== WHAT THE TASK REQUIRES ==
Write out all of the entries exactly as given.

[EXCERPTED DATA start]

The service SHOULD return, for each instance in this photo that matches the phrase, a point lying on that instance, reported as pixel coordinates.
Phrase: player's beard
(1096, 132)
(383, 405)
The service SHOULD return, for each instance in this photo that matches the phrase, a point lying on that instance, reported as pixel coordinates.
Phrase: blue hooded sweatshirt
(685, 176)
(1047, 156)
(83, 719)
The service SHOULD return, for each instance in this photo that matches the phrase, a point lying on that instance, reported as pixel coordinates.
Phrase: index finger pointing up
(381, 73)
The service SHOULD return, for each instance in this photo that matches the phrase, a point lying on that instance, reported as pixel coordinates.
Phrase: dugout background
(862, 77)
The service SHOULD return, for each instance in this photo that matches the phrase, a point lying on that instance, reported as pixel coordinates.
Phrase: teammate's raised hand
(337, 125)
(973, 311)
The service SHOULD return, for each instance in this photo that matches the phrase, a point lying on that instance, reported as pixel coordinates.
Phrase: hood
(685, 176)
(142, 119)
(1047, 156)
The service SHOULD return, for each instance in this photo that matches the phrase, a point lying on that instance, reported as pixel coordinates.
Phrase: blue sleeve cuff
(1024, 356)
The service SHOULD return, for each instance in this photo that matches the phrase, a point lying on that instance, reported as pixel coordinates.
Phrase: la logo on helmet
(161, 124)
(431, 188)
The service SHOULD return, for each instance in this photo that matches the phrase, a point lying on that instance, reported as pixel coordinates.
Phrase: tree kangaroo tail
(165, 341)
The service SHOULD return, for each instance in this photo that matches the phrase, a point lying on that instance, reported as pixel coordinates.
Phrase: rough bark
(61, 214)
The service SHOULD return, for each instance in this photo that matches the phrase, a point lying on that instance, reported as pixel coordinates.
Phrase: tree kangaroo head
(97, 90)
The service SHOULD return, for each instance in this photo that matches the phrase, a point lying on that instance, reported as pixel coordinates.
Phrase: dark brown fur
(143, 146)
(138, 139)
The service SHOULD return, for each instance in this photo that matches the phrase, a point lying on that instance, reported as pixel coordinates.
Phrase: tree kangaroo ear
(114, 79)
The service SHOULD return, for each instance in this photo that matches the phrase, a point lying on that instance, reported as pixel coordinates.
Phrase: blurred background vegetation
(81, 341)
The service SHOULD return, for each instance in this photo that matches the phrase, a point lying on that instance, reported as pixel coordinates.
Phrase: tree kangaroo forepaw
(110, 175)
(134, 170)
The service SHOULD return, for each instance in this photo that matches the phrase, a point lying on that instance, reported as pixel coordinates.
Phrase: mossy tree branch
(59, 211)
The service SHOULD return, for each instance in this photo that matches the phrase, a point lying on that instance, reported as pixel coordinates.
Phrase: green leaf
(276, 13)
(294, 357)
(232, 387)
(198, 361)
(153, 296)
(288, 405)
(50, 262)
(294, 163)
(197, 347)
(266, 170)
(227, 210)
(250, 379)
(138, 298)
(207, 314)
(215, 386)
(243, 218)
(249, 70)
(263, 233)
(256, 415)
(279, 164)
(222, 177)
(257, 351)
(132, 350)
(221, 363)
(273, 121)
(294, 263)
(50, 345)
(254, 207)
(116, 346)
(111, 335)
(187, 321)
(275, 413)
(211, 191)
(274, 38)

[EXCERPTED DATA end]

== SOLUTION TO THIS TASK ==
The service SHOULD return, for each instance in this photo that matches the phrase, a point lying on that instance, reported as pixel coordinates.
Phrase: player's beard
(1096, 132)
(383, 405)
The service SHOULD return, for each instance in this photo that matches the phrase, a point lying on that instance, reported as pixel coordinates.
Phrase: blue hooded sweatshirt
(685, 176)
(1047, 156)
(83, 719)
The service SHOULD return, for each instance in this photo that matches the phrase, a point lying on that instance, reported as pixel coordinates.
Phrase: index finger pointing up
(381, 73)
The service SHOULD return, for each instance in this photo that matches the phrase, a point lying on that instance, reported as pixel coordinates.
Phrase: dugout background
(862, 77)
The service SHOULD return, for each instance in this photo that matches the phrase, a point lying on that instance, reported as pixel coordinates.
Phrase: teammate's raised hand
(337, 125)
(973, 311)
The service SHOULD return, for each instance in this photo that matches the phrase, a point lying on that instance, reported as pixel coordinates.
Phrase: hood
(685, 176)
(142, 119)
(1047, 156)
The service SHOULD return, for each instance in this photo that matches the phrase, a point lying on that instance, reported as pixel coordinates.
Phrase: blue sleeve cuff
(1024, 356)
The service SHOULD return, for each instance in this photo that matches the phrase, a point lying on that instance, reported as pixel coordinates.
Phrase: la logo on helmet
(161, 124)
(431, 188)
The service SHOULD return, for each instance in this photo that matches the phrase, a point lying on that instance, reported as pixel coordinates.
Phrase: tree kangaroo tail
(165, 341)
The service SHOULD return, for each instance in this photo that matches the phrase, a point lying on that instance, reported as pixel coordinates.
Phrase: rough bark
(61, 214)
The service SHOULD return, for each instance in this photo that matches the phrase, a point lying on that instance, reported as pixel coordinates.
Phrase: tree kangaroo head
(97, 90)
The service SHOULD return, for each instance in this photo that matches the phrase, a point lying on that instance, reported as pixel coordinates.
Phrase: dark brown fur
(143, 146)
(138, 139)
The service SHOULD return, for each instance in this photo that matches the phrase, a point lying on that instance, reported as pixel coordinates.
Phrase: tree kangaroo ear
(114, 79)
The service SHOULD return, for each instance in this photo that matches the phrase, a point lying on that instance, reported as pixel coordinates.
Phrase: blurred background vegetation
(81, 341)
The service SHOULD return, for each instance in this photo that matches the phrase, a point lying on that instance, reported as pixel coordinates.
Phrase: tree kangaroo forepaw
(110, 175)
(134, 170)
The service SHOULD return, for each instance in this photo that matches the phrase, a point lying on that instance, reported as pixel coordinates.
Phrase: mossy tree branch
(59, 211)
The service SHOULD return, for each instance in this photo that matches the phrase, a point lying on that instance, reported as pixel coordinates.
Phrase: green leaf
(276, 13)
(294, 357)
(232, 387)
(198, 361)
(153, 296)
(288, 405)
(50, 262)
(294, 163)
(197, 347)
(266, 170)
(227, 210)
(250, 379)
(138, 298)
(207, 314)
(215, 386)
(243, 218)
(249, 70)
(263, 233)
(256, 415)
(279, 164)
(222, 177)
(257, 351)
(132, 350)
(221, 363)
(273, 121)
(294, 263)
(50, 345)
(254, 207)
(116, 346)
(111, 335)
(187, 321)
(275, 413)
(211, 191)
(274, 38)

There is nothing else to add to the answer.